### Data

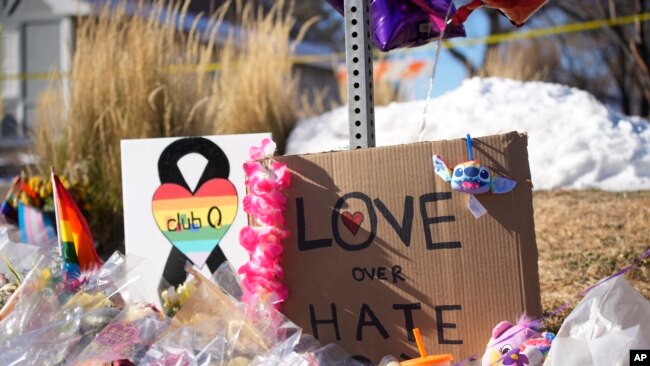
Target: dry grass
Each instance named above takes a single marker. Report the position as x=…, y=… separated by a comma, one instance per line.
x=138, y=76
x=584, y=236
x=524, y=60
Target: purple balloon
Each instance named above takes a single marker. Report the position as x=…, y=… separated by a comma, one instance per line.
x=408, y=23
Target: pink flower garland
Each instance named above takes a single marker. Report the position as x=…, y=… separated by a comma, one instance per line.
x=266, y=203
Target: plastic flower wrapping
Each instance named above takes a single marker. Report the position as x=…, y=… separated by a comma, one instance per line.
x=61, y=305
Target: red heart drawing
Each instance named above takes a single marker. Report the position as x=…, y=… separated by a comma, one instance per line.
x=352, y=221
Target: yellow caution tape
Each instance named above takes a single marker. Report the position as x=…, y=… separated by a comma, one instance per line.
x=458, y=43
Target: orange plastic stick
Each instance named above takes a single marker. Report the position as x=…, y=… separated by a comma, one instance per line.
x=418, y=340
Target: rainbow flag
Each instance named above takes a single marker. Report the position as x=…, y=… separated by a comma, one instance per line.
x=75, y=240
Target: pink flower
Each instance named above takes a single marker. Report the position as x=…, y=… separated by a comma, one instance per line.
x=266, y=204
x=266, y=209
x=261, y=152
x=283, y=178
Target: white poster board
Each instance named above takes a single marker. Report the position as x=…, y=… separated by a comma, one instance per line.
x=186, y=191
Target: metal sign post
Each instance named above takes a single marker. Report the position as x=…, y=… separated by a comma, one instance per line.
x=358, y=60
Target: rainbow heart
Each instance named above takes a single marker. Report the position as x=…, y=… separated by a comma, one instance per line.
x=195, y=223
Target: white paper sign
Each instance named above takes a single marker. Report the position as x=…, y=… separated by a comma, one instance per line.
x=187, y=191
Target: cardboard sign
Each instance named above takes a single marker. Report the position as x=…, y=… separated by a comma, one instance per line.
x=379, y=244
x=186, y=192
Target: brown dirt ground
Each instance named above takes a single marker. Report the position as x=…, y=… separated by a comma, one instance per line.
x=584, y=236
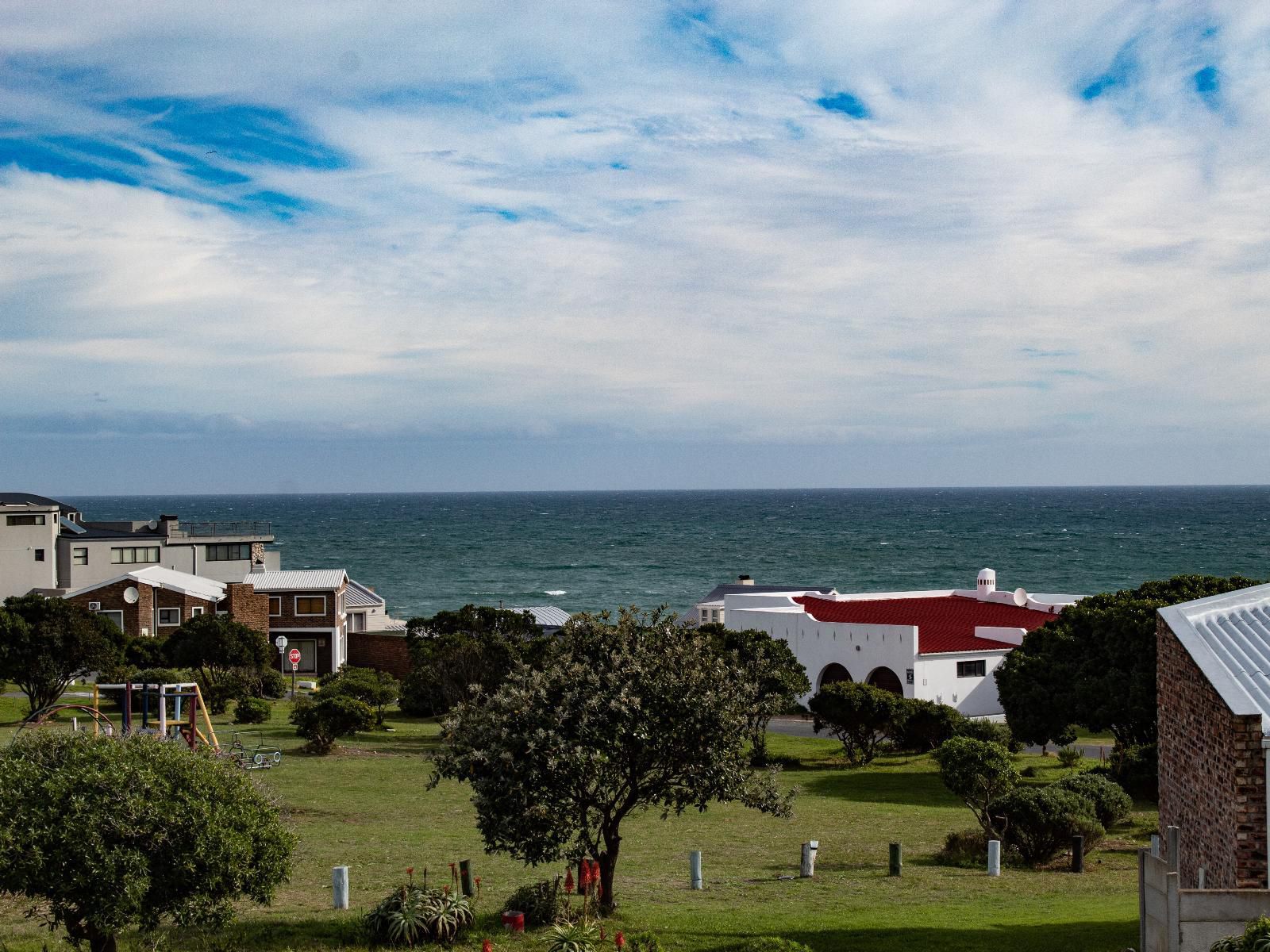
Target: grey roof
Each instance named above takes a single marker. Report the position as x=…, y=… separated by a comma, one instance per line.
x=546, y=616
x=298, y=579
x=32, y=499
x=357, y=596
x=1230, y=639
x=736, y=588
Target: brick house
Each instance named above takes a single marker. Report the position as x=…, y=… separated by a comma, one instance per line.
x=1213, y=677
x=308, y=606
x=154, y=602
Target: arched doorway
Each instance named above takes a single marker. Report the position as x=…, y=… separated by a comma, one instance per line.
x=886, y=679
x=832, y=674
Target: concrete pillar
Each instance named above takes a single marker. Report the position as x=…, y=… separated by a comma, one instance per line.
x=340, y=886
x=808, y=869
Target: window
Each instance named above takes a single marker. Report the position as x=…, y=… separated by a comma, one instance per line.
x=229, y=552
x=133, y=554
x=310, y=605
x=25, y=520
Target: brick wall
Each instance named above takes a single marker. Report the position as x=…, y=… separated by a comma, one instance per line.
x=375, y=649
x=1212, y=774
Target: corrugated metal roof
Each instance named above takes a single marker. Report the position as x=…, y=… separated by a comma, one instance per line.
x=171, y=579
x=546, y=616
x=298, y=579
x=1229, y=636
x=357, y=596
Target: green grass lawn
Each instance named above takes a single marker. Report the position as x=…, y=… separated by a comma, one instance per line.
x=368, y=806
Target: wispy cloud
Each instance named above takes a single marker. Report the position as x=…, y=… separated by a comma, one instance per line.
x=759, y=222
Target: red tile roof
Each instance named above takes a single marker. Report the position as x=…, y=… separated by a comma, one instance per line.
x=944, y=622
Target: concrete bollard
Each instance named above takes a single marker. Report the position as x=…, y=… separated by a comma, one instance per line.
x=340, y=886
x=808, y=869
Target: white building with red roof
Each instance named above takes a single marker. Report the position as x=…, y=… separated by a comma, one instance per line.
x=940, y=645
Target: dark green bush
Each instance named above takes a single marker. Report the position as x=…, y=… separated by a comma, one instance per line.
x=1110, y=803
x=982, y=729
x=968, y=850
x=410, y=916
x=1041, y=820
x=252, y=710
x=543, y=903
x=325, y=720
x=924, y=725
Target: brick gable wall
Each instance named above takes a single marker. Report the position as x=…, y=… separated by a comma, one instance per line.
x=384, y=653
x=1212, y=774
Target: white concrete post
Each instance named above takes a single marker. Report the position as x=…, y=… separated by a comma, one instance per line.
x=808, y=869
x=340, y=886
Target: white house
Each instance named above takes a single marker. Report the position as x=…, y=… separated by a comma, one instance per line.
x=940, y=645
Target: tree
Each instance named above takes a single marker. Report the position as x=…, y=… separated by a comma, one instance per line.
x=328, y=719
x=114, y=831
x=375, y=689
x=776, y=677
x=48, y=643
x=1095, y=664
x=225, y=655
x=981, y=774
x=645, y=712
x=859, y=715
x=452, y=651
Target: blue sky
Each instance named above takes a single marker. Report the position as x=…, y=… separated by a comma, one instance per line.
x=479, y=245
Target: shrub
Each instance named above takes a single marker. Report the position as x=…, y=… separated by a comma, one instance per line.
x=968, y=848
x=768, y=943
x=859, y=715
x=543, y=903
x=1110, y=803
x=573, y=937
x=1070, y=757
x=924, y=725
x=321, y=723
x=983, y=729
x=412, y=914
x=1041, y=820
x=252, y=710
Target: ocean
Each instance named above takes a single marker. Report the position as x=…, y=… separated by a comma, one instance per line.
x=592, y=551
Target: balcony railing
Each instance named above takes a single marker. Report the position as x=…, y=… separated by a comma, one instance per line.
x=241, y=527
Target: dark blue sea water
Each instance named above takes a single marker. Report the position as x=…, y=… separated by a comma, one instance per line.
x=587, y=551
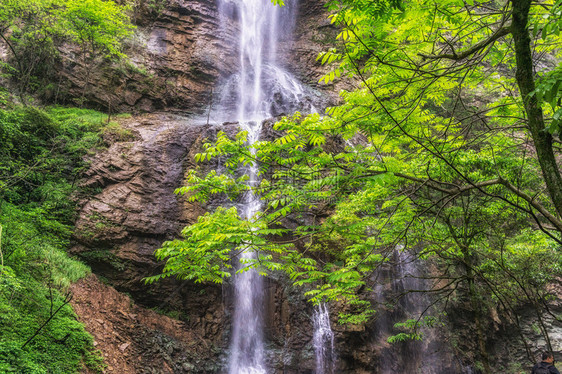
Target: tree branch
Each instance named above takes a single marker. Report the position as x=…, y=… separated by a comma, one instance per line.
x=501, y=32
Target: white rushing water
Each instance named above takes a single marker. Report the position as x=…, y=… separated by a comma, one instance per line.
x=258, y=90
x=323, y=340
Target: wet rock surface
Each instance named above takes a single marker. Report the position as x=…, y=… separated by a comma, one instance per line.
x=177, y=56
x=134, y=339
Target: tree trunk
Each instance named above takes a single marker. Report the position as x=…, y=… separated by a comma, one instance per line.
x=526, y=82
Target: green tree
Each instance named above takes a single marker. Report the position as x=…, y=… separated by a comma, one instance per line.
x=34, y=30
x=446, y=148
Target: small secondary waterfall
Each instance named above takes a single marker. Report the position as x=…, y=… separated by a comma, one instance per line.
x=323, y=339
x=258, y=90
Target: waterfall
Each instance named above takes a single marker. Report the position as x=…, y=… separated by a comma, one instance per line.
x=323, y=340
x=258, y=90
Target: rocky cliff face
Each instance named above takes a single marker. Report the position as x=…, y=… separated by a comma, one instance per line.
x=131, y=209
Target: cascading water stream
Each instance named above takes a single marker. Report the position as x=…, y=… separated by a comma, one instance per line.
x=323, y=340
x=260, y=89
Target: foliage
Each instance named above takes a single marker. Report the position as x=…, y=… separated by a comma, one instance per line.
x=34, y=30
x=41, y=158
x=440, y=150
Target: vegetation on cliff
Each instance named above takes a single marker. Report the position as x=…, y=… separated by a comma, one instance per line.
x=447, y=149
x=41, y=160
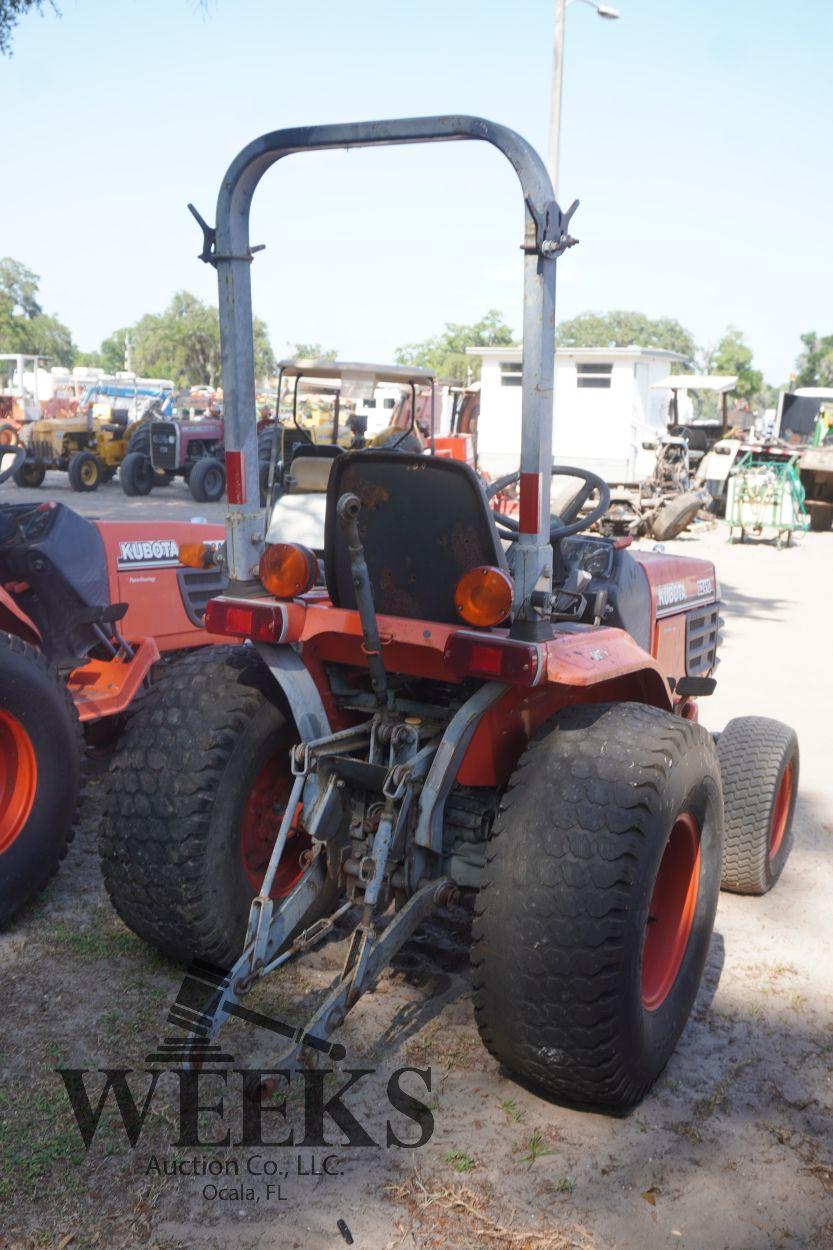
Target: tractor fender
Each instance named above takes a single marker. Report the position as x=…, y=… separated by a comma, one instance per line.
x=13, y=620
x=299, y=690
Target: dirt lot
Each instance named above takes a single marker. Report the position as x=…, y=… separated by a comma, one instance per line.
x=731, y=1151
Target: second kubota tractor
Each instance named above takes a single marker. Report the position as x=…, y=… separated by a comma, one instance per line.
x=88, y=610
x=464, y=704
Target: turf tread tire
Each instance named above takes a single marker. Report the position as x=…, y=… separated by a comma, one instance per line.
x=20, y=883
x=169, y=860
x=560, y=915
x=753, y=753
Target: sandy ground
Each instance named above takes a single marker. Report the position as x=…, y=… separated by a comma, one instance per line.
x=732, y=1150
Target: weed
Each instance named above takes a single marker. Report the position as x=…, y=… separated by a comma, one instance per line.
x=535, y=1148
x=459, y=1160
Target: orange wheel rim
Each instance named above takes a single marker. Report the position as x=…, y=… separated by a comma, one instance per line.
x=781, y=810
x=262, y=815
x=18, y=779
x=671, y=915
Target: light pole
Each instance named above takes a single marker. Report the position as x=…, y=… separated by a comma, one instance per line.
x=558, y=74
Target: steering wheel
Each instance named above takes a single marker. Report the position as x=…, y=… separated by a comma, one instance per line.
x=20, y=455
x=570, y=523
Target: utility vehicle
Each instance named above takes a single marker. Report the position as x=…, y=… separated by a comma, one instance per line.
x=90, y=445
x=86, y=610
x=467, y=704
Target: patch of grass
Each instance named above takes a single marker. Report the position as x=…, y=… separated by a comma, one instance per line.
x=512, y=1110
x=535, y=1148
x=704, y=1108
x=459, y=1160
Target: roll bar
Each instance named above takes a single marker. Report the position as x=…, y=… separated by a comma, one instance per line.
x=227, y=246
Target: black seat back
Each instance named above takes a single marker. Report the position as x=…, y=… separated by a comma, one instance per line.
x=424, y=523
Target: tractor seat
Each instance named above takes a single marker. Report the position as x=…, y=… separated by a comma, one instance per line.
x=424, y=523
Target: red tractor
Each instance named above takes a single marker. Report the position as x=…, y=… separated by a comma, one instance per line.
x=447, y=701
x=165, y=448
x=86, y=610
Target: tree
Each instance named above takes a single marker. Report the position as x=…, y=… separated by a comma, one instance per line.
x=313, y=351
x=814, y=365
x=623, y=329
x=445, y=353
x=24, y=326
x=183, y=343
x=10, y=14
x=733, y=355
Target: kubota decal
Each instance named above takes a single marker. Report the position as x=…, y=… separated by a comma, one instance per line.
x=153, y=553
x=148, y=554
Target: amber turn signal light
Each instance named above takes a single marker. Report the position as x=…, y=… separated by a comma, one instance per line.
x=288, y=569
x=196, y=555
x=483, y=595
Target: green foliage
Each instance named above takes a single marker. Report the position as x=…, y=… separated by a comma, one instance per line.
x=313, y=351
x=183, y=343
x=732, y=355
x=10, y=14
x=622, y=329
x=24, y=326
x=445, y=353
x=814, y=365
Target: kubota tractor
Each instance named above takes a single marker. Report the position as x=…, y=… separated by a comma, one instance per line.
x=86, y=609
x=465, y=704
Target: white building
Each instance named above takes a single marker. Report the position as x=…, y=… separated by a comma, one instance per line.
x=607, y=408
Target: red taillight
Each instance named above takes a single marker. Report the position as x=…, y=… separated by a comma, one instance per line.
x=497, y=659
x=237, y=618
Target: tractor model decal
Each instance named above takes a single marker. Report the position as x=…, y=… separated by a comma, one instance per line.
x=673, y=595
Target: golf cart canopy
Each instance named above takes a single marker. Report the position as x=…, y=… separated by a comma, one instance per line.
x=403, y=375
x=719, y=383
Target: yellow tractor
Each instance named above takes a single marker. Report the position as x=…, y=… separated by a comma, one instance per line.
x=91, y=444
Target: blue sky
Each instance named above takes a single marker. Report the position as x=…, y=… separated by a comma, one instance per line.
x=696, y=135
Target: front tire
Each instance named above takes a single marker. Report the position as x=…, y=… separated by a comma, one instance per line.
x=30, y=475
x=190, y=814
x=598, y=901
x=84, y=471
x=136, y=474
x=40, y=774
x=759, y=766
x=206, y=480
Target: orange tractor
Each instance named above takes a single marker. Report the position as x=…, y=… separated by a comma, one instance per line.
x=442, y=701
x=86, y=611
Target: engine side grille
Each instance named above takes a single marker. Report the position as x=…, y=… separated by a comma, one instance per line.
x=702, y=638
x=163, y=444
x=196, y=586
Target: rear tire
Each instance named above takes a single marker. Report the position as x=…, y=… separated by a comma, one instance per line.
x=613, y=815
x=84, y=471
x=40, y=744
x=676, y=515
x=759, y=763
x=136, y=474
x=176, y=799
x=206, y=480
x=30, y=475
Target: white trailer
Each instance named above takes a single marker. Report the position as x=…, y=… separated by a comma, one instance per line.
x=609, y=411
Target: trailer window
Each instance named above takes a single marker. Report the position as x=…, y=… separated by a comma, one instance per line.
x=593, y=375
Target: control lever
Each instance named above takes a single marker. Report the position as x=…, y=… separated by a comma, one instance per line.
x=348, y=510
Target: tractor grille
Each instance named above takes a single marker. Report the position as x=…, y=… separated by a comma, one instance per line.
x=702, y=639
x=196, y=586
x=163, y=444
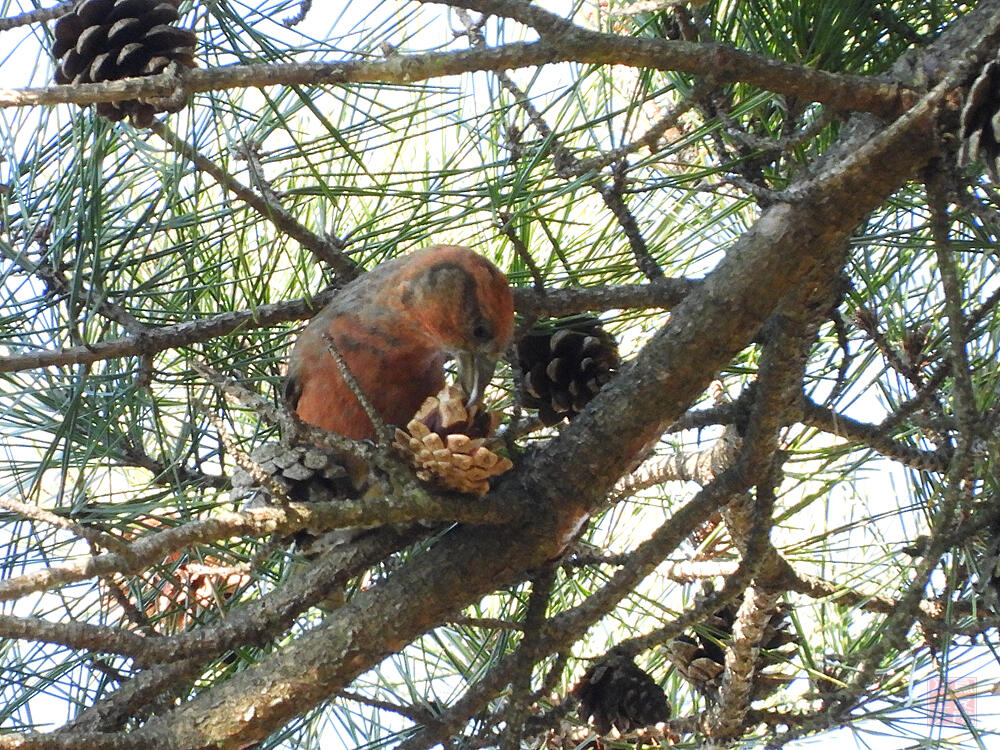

######

What you should do
Search the material for "wall" and copy each matching line.

Answer area
Target: brick wall
Target: brick gable wall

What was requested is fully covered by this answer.